[[ Passage, beginning ]]
We modeled the transition probabilities between internal and external regions (related to the length of the regions) by exponential distributions. The extended lineage sorting state has the same chance of emitting derived alleles as the other external state but is required to have a larger average length. We used the Baum-Welch algorithm (Durbin et al. 1998), an expectation-maximization algorithm, to estimate the emission probabilities and estimate the transition probabilities with a likelihood maximization algorithm.

Accuracy of parameter estimates and inferred genealogies

We first investigated the performance of the parameter inference on simulated data under neutral evolution. We found that the estimated probabilities for encountering ancestral/derived alleles in external and internal regions fit the simulated parameters well (on average, less than ± 0.08 from simulated under all tested conditions) (Supplemental Figs. S1, S2), while the estimated length of internal and external regions deviate more from the simulated lengths (around 15% overestimate of the mean length) (Supplemental Fig. S3). However, we found that the model exhibits better accuracy in labeling the correct genealogies with the estimated length parameters compared to the simulated true values (Supplemental Fig. S4). This difference seems to originate from the difficulty in accurately detecting very short external regions or internal regions with very few informative sites. We note that detecting selection is not affected by this problem since we are primarily interested in detecting long external regions. Including fixed differences improves the power to assign the correct genealogies compared to a version of the method without this additional source of information (Supplemental Fig. S4).

We do not expect ELS regions to be detected in our neutral simulations, and indeed we found that either the estimated proportion of ELS converged to zero or the maximum likelihood estimate for the length of ELS and external regions converge to the same value (49% and 51% of simulations, respectively). A likelihood ratio test comparing a model without the ELS state to the full model with the ELS state also showed no significant improvement with the additional state in almost all neutral simulations (only one likelihood ratio test out of 100 simulations showed a significant improvement after Bonferroni correction for multiple testing).
[[ Passage, end ]]
[[ Information shown, beginning ]]
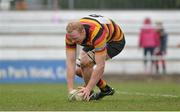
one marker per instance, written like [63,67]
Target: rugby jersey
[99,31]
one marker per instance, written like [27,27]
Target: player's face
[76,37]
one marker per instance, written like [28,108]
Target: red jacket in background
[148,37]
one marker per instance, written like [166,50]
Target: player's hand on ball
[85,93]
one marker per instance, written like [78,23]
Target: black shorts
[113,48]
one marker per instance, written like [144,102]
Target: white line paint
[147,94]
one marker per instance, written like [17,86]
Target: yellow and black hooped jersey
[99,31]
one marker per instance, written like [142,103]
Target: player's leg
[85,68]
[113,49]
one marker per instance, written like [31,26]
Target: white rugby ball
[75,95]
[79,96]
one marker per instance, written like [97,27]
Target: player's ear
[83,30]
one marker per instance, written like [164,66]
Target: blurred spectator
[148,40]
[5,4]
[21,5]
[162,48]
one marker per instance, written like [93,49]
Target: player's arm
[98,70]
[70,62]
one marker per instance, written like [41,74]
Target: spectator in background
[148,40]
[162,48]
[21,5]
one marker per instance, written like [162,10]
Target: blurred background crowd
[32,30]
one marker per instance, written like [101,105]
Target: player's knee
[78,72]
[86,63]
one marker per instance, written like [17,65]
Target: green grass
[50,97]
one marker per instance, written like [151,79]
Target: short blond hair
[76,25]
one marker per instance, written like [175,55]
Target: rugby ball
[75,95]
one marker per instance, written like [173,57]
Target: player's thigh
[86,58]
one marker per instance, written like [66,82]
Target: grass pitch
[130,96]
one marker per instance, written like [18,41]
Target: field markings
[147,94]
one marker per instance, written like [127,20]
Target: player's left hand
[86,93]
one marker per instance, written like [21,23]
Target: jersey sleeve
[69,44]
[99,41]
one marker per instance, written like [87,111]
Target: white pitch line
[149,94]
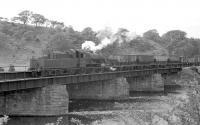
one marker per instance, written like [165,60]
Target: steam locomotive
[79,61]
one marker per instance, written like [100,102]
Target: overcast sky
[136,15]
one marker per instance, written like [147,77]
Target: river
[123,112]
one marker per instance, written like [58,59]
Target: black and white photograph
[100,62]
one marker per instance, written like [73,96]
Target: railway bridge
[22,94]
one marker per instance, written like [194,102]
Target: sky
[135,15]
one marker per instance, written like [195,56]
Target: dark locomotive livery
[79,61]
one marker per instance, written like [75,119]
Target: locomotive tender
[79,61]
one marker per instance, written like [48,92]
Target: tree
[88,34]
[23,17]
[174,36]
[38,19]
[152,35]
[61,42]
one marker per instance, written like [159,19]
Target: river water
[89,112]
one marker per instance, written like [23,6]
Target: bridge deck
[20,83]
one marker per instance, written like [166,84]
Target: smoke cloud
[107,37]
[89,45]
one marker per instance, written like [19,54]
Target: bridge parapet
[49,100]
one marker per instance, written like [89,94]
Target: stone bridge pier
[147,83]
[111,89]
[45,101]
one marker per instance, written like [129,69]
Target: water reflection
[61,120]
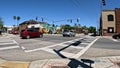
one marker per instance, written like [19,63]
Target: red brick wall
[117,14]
[[ Information shown, end ]]
[[ Information shown, beginning ]]
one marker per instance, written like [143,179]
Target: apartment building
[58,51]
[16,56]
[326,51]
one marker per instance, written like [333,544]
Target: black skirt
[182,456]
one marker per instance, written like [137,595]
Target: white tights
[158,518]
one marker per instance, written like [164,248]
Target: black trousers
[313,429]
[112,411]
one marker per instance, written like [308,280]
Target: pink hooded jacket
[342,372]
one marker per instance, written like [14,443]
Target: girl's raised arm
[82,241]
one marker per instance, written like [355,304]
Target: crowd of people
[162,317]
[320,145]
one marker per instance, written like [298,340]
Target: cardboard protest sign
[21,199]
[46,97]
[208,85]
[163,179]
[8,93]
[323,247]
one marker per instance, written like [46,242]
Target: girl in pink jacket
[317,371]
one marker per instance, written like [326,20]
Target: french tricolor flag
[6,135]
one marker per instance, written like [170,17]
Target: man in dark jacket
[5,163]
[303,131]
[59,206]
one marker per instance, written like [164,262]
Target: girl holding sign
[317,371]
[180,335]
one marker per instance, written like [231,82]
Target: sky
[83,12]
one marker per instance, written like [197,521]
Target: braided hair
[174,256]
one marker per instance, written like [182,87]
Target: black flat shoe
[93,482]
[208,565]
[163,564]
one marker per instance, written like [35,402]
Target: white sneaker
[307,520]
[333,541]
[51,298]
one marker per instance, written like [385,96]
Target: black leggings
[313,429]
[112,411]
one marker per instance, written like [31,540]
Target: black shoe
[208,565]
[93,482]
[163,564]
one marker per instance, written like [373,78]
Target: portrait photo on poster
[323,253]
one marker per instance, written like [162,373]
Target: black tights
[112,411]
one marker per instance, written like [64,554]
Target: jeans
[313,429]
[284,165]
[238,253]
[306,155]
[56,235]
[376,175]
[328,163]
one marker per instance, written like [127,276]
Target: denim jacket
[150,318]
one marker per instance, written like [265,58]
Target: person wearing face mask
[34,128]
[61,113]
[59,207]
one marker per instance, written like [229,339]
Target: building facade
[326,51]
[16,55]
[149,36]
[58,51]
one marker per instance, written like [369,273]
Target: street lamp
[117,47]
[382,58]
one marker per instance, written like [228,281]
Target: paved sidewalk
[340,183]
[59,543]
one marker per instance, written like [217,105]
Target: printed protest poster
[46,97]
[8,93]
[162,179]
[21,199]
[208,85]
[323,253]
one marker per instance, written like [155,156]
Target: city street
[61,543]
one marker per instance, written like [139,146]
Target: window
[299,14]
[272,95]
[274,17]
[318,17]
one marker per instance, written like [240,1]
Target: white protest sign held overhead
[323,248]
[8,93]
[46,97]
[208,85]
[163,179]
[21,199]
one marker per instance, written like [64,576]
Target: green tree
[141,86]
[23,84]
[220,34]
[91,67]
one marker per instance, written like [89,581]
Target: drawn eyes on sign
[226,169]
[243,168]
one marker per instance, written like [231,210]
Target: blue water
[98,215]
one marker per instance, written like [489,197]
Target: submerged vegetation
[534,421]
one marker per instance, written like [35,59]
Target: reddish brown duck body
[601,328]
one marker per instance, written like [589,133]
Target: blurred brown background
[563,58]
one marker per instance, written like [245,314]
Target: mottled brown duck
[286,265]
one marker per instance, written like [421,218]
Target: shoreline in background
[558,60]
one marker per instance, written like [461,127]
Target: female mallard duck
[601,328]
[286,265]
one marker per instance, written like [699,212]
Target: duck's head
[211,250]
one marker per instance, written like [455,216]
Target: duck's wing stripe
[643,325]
[[ Information shown, end ]]
[[ Information shown, beginning ]]
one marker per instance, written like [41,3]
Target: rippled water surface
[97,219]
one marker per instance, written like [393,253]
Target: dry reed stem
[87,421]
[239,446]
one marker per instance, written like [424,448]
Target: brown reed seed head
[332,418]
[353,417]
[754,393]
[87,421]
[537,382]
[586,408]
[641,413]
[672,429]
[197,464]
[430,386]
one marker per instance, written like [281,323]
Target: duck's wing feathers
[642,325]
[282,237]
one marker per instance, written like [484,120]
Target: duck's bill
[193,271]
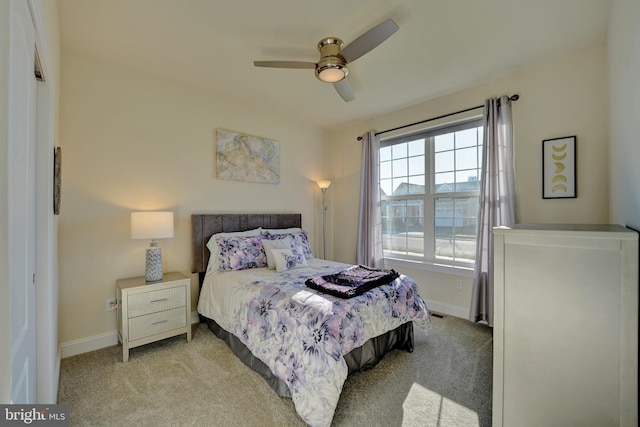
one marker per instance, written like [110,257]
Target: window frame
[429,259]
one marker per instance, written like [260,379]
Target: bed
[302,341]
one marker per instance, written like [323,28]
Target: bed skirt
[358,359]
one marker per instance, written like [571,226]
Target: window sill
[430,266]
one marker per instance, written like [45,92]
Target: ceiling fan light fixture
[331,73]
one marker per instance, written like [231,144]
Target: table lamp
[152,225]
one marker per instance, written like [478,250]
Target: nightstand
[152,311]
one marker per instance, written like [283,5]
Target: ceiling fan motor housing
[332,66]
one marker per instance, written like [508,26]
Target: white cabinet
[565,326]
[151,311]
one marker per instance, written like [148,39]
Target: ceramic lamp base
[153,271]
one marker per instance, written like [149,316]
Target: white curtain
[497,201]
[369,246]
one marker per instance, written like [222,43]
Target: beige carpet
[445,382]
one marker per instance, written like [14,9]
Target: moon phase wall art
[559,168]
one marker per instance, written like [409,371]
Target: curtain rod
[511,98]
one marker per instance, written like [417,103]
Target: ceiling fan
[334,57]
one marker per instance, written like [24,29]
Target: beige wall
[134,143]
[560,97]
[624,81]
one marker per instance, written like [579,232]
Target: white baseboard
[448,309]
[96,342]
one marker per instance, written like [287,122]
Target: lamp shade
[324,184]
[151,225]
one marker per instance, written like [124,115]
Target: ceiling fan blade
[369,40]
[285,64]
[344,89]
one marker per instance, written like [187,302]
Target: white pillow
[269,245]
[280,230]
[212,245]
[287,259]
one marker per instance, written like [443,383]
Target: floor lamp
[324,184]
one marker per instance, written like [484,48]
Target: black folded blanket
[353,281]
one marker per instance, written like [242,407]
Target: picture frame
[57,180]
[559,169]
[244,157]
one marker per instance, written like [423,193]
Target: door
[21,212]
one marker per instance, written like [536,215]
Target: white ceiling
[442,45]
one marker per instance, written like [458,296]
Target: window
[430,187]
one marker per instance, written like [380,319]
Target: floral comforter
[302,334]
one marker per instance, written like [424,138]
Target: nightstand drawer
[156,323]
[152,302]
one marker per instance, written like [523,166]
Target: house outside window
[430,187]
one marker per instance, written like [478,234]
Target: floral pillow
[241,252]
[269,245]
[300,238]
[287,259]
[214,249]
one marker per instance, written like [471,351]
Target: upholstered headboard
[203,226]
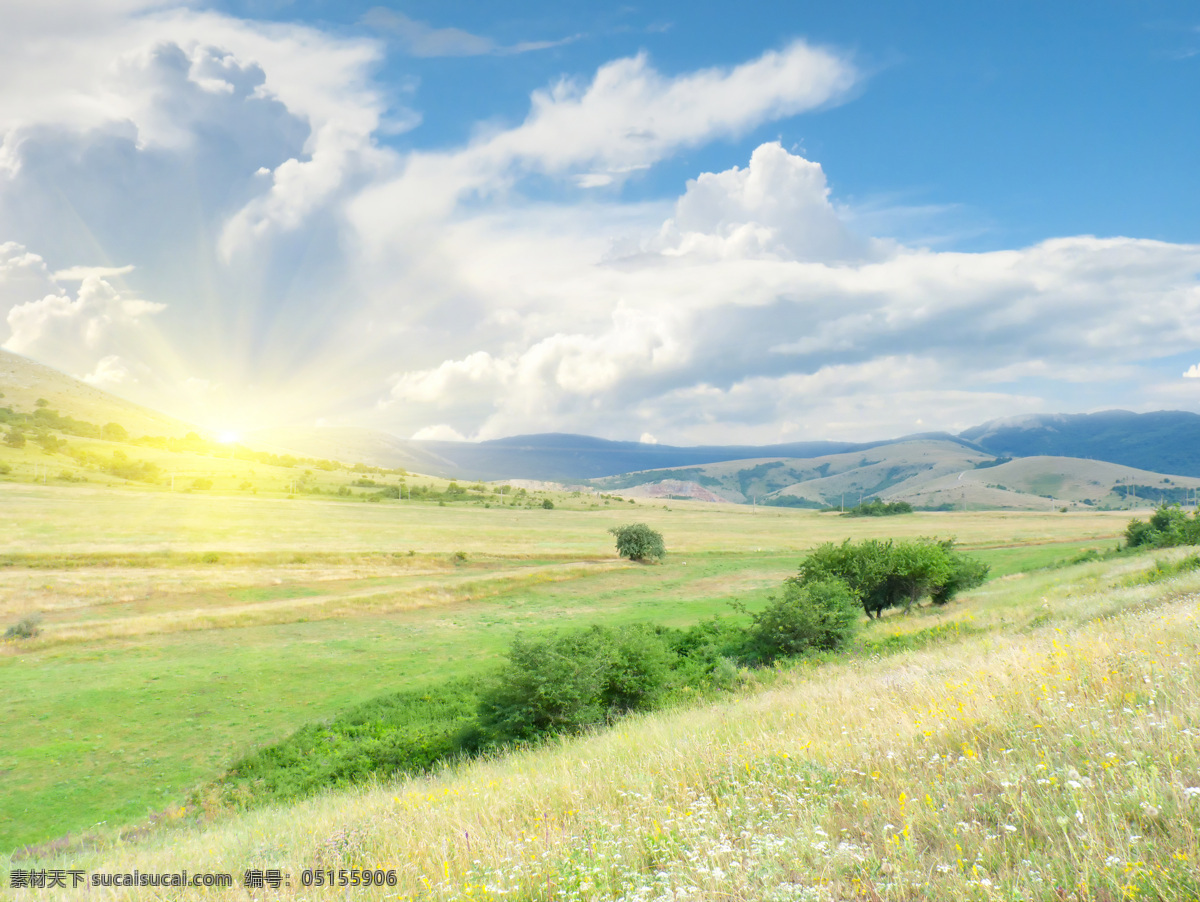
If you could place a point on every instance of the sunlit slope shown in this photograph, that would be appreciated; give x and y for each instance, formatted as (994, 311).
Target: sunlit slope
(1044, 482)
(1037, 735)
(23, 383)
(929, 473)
[[ Information shown, end ]]
What the task requires. In the passage on parameter accuracy, by roughly how much did the estimated mean length of internal and external regions exceed the simulated length?

Task answer. Around 15%.